--- start Text block ---
If you find yourself having type signatures that are too large a lot, even after applying some of these techniques, then maybe you're approaching the problem from the wrong direction, maybe those functions can be broken down into simpler intermediate steps, maybe some of those arguments can be grouped together logically into more specific data types, maybe you just need a larger record structure to handle setting up complex operations. It's pretty open ended right now.

How to explicitly instantiate/specialise a polymorphic Haskell function?
--- end Text block ---
--- start Extracted entries ---
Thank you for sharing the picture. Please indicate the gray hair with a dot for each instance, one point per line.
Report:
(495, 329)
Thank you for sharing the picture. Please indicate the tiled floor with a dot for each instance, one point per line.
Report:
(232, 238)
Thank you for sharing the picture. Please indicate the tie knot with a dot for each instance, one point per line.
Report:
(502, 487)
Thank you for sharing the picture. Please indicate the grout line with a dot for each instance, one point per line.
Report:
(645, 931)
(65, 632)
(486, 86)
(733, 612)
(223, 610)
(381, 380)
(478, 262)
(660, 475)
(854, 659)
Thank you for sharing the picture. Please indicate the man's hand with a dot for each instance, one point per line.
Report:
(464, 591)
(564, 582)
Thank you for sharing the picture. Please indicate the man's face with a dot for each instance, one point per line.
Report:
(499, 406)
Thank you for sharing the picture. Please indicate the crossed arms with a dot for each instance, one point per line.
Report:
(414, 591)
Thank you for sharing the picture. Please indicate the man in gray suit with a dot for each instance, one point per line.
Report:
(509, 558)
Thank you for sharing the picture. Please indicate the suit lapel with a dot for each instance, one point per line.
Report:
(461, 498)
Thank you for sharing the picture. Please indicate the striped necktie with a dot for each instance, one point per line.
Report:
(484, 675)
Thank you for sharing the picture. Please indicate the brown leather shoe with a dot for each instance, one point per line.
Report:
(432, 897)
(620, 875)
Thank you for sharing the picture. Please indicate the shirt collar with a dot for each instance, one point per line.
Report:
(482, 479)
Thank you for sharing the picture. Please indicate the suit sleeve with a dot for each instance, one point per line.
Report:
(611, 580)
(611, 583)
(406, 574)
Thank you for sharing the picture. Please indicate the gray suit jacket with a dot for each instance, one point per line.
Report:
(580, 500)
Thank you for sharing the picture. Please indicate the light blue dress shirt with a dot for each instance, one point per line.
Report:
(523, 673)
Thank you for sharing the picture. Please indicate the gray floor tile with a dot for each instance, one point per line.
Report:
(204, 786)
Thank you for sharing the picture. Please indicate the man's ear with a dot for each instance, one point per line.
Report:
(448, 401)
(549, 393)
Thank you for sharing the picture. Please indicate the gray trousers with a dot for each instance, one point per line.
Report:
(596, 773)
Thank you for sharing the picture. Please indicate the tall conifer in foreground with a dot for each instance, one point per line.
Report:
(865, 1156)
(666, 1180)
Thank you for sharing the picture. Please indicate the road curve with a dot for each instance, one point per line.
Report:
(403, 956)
--- end Extracted entries ---
- Written exercise 1:
Answer these from the text on Haskell type signatures:
(a) Into what could some of the arguments be logically grouped?
(b) How does the text describe the matter at the moment?
(c) What kind of Haskell function does the last line ask about instantiating?
- Written exercise 2: Extend the text on Haskell type signatures, starting after its final line.

- Task answer 1:
(a) More specific data types.
(b) As pretty open ended.
(c) A polymorphic one.

- Task answer 2:
I was wondering whether it is possible to explicitly instantiate/specialise a polymorphic function in Haskell? What I mean is, imagine I've a function like the following:
parseFile :: FromJSON a => FilePath -> IO Either String a
The structure into which it attempts to parse the file's contents will depend on the type of a. Now, I know it's possible to specify a by annotation:
parseFile myPath :: IO Either String MyType
What I was wondering was whether it's possible to specialise parseFile more explicitly, for instance with something like (specialise parseFile MyType) to turn it into parseFile :: FilePath -> IO Either String MyType
The reason I ask is that the method of annotation can become clumsy with larger functions. For instance, imagine parseFile gets called by foo which gets called by bar, and bar's return value has a complex type like
:: FromJSON a => IO (([Int],String), (Int, String, Int), a, (Double, [String]))
This means that if I want to call bar with a as MyType, I have to annotate the call with
:: IO (([Int],String), (Int, String, Int), MyType, (Double, [String]))
If I want to call bar multiple times to process different types, I end up writing this annotation multiple times, which seems like unnecessary duplication.
res1 <- bar inputA :: IO (([Int],String), (Int, String, Int), MyType, (Double, [String]))
res2 <- bar inputB :: IO (([Int],String), (Int, String, Int), OtherType, (Double, [String]))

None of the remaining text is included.